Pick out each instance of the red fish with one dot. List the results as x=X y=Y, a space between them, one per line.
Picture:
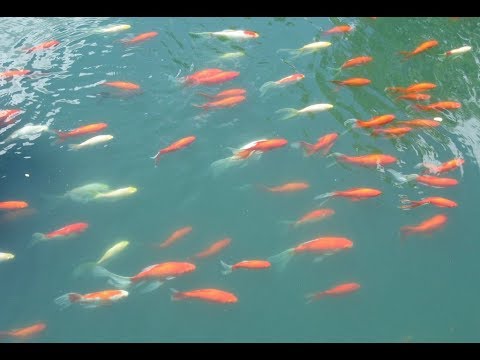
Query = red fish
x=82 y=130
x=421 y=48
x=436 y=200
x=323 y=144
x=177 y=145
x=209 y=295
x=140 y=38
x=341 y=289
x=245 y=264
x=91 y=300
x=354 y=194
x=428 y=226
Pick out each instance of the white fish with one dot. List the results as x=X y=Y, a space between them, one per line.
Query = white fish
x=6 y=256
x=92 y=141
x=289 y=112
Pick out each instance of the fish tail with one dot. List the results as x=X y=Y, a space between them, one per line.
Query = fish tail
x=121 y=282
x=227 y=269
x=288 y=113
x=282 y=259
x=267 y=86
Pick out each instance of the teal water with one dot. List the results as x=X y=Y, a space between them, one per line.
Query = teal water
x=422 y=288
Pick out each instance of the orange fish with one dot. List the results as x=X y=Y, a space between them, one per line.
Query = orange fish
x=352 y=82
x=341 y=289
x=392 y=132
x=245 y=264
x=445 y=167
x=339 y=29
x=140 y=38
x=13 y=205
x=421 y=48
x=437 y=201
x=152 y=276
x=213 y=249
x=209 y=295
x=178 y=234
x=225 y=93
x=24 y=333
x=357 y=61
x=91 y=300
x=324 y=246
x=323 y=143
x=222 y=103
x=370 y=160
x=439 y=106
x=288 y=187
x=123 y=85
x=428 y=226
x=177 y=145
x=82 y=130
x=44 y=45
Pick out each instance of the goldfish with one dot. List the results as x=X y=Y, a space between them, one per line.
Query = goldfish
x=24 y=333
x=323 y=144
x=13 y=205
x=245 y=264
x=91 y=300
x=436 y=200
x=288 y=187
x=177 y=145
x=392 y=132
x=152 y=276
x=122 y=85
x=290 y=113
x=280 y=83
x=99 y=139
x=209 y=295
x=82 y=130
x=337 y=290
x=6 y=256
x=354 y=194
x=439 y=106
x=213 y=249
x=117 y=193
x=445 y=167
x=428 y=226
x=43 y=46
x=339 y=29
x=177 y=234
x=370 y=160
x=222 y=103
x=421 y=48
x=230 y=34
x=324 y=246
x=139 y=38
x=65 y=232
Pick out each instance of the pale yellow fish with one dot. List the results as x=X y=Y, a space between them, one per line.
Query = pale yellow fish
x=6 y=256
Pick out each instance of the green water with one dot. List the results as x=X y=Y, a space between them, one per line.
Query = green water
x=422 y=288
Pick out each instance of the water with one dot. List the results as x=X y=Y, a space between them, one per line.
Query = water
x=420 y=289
* * *
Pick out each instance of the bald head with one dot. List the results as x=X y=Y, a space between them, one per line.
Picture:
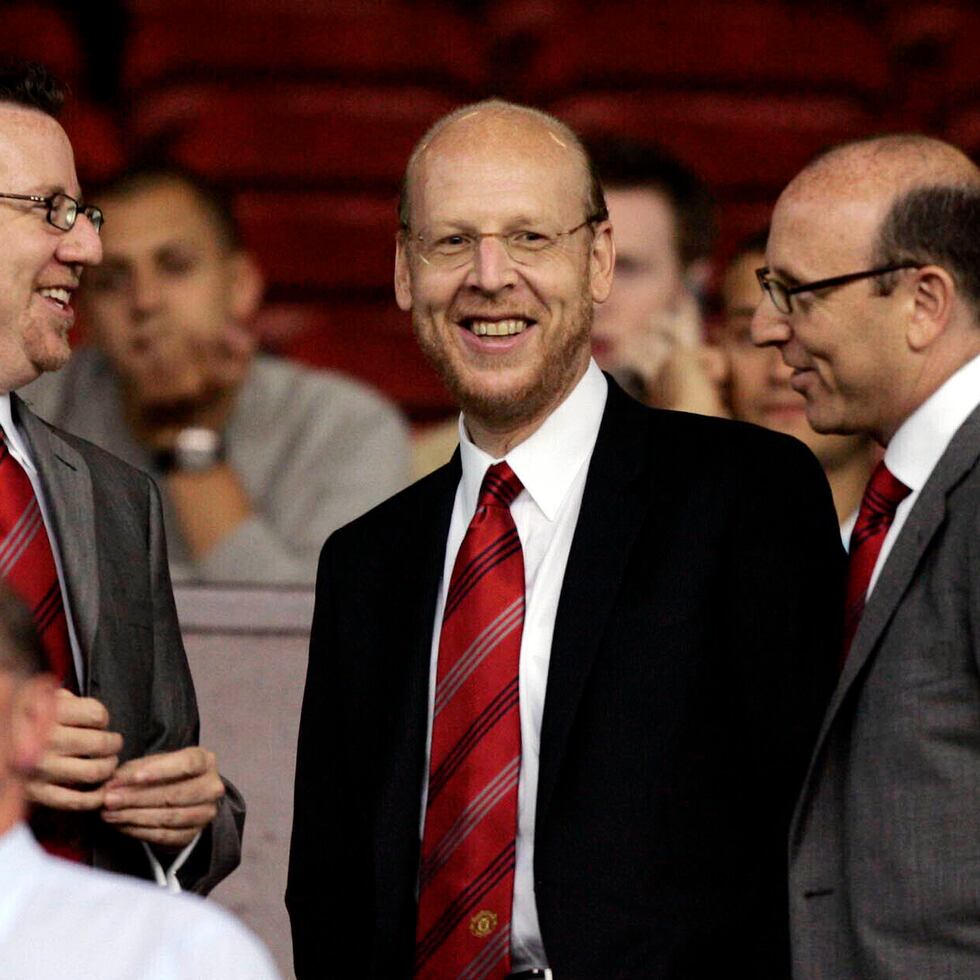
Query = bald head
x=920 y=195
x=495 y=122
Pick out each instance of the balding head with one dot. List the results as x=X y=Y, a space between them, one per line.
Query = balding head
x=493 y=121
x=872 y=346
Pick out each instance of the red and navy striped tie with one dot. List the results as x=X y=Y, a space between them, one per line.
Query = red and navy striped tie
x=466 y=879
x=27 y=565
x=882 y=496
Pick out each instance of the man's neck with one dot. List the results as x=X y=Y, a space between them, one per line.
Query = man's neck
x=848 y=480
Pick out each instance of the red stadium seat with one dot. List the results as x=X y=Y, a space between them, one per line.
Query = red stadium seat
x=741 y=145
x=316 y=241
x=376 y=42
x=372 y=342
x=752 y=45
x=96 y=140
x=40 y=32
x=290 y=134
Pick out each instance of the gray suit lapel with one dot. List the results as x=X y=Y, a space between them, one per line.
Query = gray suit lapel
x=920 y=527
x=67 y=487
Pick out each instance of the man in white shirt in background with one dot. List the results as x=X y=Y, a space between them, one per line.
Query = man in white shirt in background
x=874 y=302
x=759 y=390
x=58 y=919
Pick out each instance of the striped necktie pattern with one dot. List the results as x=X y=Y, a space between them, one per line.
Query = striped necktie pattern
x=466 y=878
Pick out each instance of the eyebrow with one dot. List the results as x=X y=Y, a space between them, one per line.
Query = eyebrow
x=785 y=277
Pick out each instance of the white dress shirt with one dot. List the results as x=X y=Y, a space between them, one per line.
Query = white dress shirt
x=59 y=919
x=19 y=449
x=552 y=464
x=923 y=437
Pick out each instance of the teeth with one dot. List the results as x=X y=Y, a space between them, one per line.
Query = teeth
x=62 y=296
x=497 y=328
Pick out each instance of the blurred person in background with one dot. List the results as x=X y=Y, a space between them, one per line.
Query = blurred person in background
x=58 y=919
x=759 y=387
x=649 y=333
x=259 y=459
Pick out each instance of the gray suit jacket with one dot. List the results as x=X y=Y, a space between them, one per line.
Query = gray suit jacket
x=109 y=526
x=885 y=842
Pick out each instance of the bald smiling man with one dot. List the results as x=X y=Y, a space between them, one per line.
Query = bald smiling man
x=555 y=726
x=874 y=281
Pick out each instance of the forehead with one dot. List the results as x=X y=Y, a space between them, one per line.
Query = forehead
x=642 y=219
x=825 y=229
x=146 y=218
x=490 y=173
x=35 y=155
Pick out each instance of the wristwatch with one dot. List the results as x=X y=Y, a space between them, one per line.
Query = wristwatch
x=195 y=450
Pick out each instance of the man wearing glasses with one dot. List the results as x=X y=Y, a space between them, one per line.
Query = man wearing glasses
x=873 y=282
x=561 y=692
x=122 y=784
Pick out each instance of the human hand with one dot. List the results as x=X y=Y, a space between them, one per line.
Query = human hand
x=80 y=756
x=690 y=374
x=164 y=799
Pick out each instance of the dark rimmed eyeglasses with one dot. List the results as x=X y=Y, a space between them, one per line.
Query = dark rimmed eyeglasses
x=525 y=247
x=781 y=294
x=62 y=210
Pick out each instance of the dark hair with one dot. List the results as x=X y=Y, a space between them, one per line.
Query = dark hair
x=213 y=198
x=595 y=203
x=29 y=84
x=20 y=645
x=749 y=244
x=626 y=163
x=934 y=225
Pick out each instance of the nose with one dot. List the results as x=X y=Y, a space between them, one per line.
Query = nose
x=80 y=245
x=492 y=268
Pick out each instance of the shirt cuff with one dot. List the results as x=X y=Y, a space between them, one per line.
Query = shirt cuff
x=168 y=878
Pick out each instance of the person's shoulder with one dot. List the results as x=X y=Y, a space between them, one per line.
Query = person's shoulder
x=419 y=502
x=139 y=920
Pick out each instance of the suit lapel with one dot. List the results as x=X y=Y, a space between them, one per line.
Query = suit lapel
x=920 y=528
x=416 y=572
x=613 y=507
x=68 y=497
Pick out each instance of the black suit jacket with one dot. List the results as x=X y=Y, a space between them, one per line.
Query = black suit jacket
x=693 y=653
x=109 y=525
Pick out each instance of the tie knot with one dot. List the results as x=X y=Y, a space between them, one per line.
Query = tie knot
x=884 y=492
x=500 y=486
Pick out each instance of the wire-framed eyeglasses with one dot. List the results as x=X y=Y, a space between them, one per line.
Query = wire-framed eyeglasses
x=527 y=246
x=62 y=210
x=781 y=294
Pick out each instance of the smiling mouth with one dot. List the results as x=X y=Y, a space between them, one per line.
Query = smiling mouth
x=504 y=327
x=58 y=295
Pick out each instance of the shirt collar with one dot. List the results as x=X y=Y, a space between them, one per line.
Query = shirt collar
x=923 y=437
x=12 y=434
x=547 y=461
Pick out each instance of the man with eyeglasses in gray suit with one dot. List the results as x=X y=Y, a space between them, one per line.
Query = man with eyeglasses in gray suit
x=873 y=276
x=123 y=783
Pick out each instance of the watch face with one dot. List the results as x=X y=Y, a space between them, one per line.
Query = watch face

**Requirement**
Give the lines as a JSON list of strings, one per line, with blank lines left out. Start at the line that has "Pick out each instance of the wristwatch" and stop after the line that has "x=195 y=450".

**Written answer**
[
  "Pick out each instance of the wristwatch with one dot. List the results as x=X y=Y, a space between them, one per line.",
  "Query = wristwatch",
  "x=195 y=450"
]